TAREFA CURTA 1:
Imprima a parte do texto sobre o Advento que vai desde "Lucas 3,10-18" até "no nosso coração.", inclusive.
TAREFA CURTA 2:
Liste os guias que, segundo o texto sobre o Advento, a liturgia propõe para o caminho do Advento.

TRECHO EXTRAÍDO:
━━━━━━━━━━━━━━━━

O terceiro domingo do Advento é chamado de “domingo Gaudete”, pela primeira palavra que abre a celebração: “Alegrai-vos sempre no Senhor. Novamente vos digo: alegrai-vos. Seja de todos conhecida a vossa bondade. O Senhor está próximo” (antífona de entrada, cf. Fl 4,4-5). No ambiente penitencial que caracteriza o tempo do Advento, este domingo traz-nos um convite especial à alegria. (...)

Advento, a estação da alegria

E nós, que devemos fazer?
Lucas 3,10-18

O terceiro domingo do Advento é chamado de “domingo Gaudete”, pela primeira palavra que abre a celebração: “Alegrai-vos sempre no Senhor. Novamente vos digo: alegrai-vos. Seja de todos conhecida a vossa bondade. O Senhor está próximo” (antífona de entrada, cf. Fl 4,4-5). No ambiente penitencial que caracteriza o tempo do Advento, este domingo traz-nos um convite especial à alegria.

O caminho do Advento é um percurso guiado. A liturgia propõe-nos três guias: o profeta Isaías, João Batista e a Virgem Maria. São três “pedagogos” que se alternam à medida que nos aproximamos do Natal. Isaías é o profeta messiânico por excelência, porque anuncia a chegada do Messias. Ele é quem alimenta a esperança. João Batista, por sua vez, chama-nos à conversão para nos prepararmos para a chegada do Messias. Por fim, a Virgem Maria ensina-nos como acolhê-lo: concebendo-o no nosso coração.

━━━━━━━━━━━━━━━━

INFORMAÇÃO FORNECIDA:
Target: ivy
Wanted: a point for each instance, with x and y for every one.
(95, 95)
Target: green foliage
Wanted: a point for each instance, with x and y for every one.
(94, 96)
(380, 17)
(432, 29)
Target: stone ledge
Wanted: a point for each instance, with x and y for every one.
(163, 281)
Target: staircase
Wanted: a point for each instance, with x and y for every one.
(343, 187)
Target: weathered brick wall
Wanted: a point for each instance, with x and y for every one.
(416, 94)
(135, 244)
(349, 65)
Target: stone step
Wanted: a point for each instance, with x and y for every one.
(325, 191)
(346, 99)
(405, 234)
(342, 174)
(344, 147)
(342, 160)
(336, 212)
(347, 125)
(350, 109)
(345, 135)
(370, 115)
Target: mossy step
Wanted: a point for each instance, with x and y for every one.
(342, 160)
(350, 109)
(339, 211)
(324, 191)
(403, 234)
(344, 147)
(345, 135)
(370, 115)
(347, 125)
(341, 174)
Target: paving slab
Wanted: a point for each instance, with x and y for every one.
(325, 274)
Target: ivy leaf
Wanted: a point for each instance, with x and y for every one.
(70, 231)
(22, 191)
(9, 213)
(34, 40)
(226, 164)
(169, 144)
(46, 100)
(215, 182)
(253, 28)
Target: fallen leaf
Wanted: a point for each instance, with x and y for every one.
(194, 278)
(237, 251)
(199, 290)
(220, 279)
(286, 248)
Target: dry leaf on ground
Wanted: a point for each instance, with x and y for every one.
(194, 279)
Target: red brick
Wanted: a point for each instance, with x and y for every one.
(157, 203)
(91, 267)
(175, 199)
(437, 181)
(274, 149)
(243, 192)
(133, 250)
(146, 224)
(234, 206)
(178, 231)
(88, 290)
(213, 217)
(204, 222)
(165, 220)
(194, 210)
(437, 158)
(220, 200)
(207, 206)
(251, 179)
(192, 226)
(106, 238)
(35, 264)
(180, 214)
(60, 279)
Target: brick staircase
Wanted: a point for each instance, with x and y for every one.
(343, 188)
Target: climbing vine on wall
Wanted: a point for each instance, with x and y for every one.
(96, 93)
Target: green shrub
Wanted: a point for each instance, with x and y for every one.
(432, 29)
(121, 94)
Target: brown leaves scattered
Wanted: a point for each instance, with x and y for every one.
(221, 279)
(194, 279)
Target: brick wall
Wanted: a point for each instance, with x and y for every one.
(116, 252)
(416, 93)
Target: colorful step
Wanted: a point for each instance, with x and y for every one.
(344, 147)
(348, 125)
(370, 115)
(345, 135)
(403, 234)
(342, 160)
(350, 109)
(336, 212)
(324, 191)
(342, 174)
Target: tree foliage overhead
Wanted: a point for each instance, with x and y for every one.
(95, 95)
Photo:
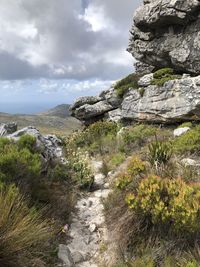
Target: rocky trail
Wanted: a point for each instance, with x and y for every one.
(87, 232)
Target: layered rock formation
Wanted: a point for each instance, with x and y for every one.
(165, 33)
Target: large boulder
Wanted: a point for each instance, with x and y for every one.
(7, 128)
(90, 109)
(166, 33)
(176, 100)
(49, 146)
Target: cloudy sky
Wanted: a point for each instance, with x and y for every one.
(52, 51)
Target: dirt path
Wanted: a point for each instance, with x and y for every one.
(87, 230)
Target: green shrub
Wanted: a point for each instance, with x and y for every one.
(171, 203)
(117, 158)
(189, 142)
(131, 81)
(23, 230)
(160, 152)
(16, 164)
(135, 166)
(163, 75)
(123, 180)
(27, 141)
(78, 162)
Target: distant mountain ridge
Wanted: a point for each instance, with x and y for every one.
(54, 121)
(61, 111)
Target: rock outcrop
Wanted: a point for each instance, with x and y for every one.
(49, 146)
(176, 101)
(90, 109)
(7, 128)
(166, 33)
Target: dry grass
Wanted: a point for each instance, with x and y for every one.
(23, 231)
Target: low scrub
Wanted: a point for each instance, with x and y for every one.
(168, 202)
(189, 142)
(23, 231)
(160, 152)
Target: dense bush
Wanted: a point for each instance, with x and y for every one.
(189, 142)
(172, 203)
(160, 152)
(23, 231)
(131, 81)
(135, 166)
(123, 179)
(78, 163)
(18, 163)
(163, 75)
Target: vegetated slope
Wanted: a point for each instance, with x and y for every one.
(154, 206)
(47, 124)
(61, 111)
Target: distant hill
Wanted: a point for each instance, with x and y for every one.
(61, 111)
(54, 121)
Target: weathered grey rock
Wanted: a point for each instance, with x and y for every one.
(115, 115)
(180, 131)
(7, 128)
(88, 111)
(143, 68)
(77, 257)
(167, 33)
(64, 254)
(49, 146)
(145, 80)
(111, 97)
(177, 100)
(84, 100)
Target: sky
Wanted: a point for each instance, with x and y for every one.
(52, 52)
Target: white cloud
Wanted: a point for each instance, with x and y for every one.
(57, 39)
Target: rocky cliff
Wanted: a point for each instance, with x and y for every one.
(167, 33)
(165, 39)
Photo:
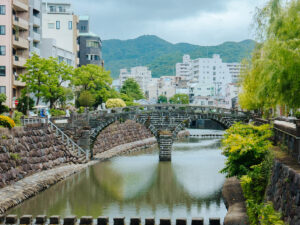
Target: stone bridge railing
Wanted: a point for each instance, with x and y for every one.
(88, 220)
(286, 133)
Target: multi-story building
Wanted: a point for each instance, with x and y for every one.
(140, 74)
(90, 45)
(14, 46)
(35, 26)
(59, 35)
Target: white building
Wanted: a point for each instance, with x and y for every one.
(59, 31)
(140, 74)
(207, 77)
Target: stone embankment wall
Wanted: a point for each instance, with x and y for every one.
(284, 192)
(119, 134)
(27, 150)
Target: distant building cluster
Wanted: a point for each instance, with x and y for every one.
(207, 81)
(48, 28)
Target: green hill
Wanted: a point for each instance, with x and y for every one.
(161, 56)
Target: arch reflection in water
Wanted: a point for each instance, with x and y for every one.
(139, 185)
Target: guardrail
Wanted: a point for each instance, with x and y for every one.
(89, 220)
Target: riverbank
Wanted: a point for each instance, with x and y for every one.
(28, 187)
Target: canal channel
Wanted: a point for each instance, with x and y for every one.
(138, 185)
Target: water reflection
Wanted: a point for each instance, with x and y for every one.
(139, 185)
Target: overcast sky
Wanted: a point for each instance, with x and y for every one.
(202, 22)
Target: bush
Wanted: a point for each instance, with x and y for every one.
(115, 103)
(17, 117)
(6, 122)
(57, 112)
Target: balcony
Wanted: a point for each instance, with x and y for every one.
(18, 83)
(21, 23)
(36, 37)
(19, 61)
(20, 42)
(20, 5)
(36, 21)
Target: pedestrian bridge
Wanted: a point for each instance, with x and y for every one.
(164, 121)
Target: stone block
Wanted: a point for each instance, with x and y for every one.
(197, 221)
(87, 220)
(102, 220)
(135, 221)
(11, 219)
(181, 221)
(149, 221)
(214, 221)
(70, 220)
(26, 219)
(41, 219)
(119, 221)
(165, 221)
(54, 220)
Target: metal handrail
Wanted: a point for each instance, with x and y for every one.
(67, 139)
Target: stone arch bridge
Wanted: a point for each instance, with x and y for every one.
(164, 121)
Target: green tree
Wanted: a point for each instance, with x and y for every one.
(25, 103)
(162, 99)
(3, 108)
(46, 78)
(96, 80)
(273, 77)
(132, 89)
(86, 99)
(179, 99)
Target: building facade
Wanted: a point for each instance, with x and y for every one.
(14, 47)
(90, 45)
(141, 74)
(35, 26)
(59, 31)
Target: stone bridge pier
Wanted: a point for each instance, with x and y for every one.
(165, 143)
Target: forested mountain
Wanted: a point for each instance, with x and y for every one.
(161, 56)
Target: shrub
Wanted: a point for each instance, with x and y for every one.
(57, 112)
(17, 117)
(7, 122)
(115, 103)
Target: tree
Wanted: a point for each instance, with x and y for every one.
(273, 76)
(3, 108)
(25, 103)
(162, 99)
(96, 80)
(46, 78)
(132, 89)
(86, 99)
(179, 99)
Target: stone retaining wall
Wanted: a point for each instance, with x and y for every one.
(120, 133)
(284, 192)
(27, 150)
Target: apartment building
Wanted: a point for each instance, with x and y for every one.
(140, 74)
(59, 35)
(14, 47)
(35, 26)
(90, 44)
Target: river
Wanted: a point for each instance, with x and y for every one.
(139, 185)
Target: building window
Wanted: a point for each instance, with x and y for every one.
(2, 50)
(3, 90)
(57, 25)
(2, 71)
(50, 25)
(93, 44)
(2, 29)
(70, 25)
(2, 10)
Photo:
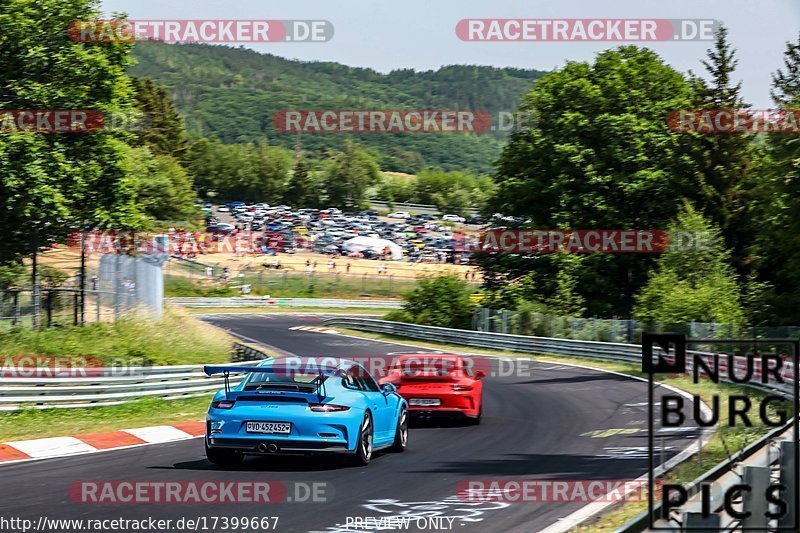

━━━━━━━━━━━━━━━━

SOLUÇÃO DO EXERCÍCIO 1:
Lucas 3,10-18

O terceiro domingo do Advento é chamado de “domingo Gaudete”, pela primeira palavra que abre a celebração: “Alegrai-vos sempre no Senhor. Novamente vos digo: alegrai-vos. Seja de todos conhecida a vossa bondade. O Senhor está próximo” (antífona de entrada, cf. Fl 4,4-5). No ambiente penitencial que caracteriza o tempo do Advento, este domingo traz-nos um convite especial à alegria.

O caminho do Advento é um percurso guiado. A liturgia propõe-nos três guias: o profeta Isaías, João Batista e a Virgem Maria. São três “pedagogos” que se alternam à medida que nos aproximamos do Natal. Isaías é o profeta messiânico por excelência, porque anuncia a chegada do Messias. Ele é quem alimenta a esperança. João Batista, por sua vez, chama-nos à conversão para nos prepararmos para a chegada do Messias. Por fim, a Virgem Maria ensina-nos como acolhê-lo: concebendo-o no nosso coração.

SOLUÇÃO DO EXERCÍCIO 2:
O profeta Isaías, João Batista e a Virgem Maria.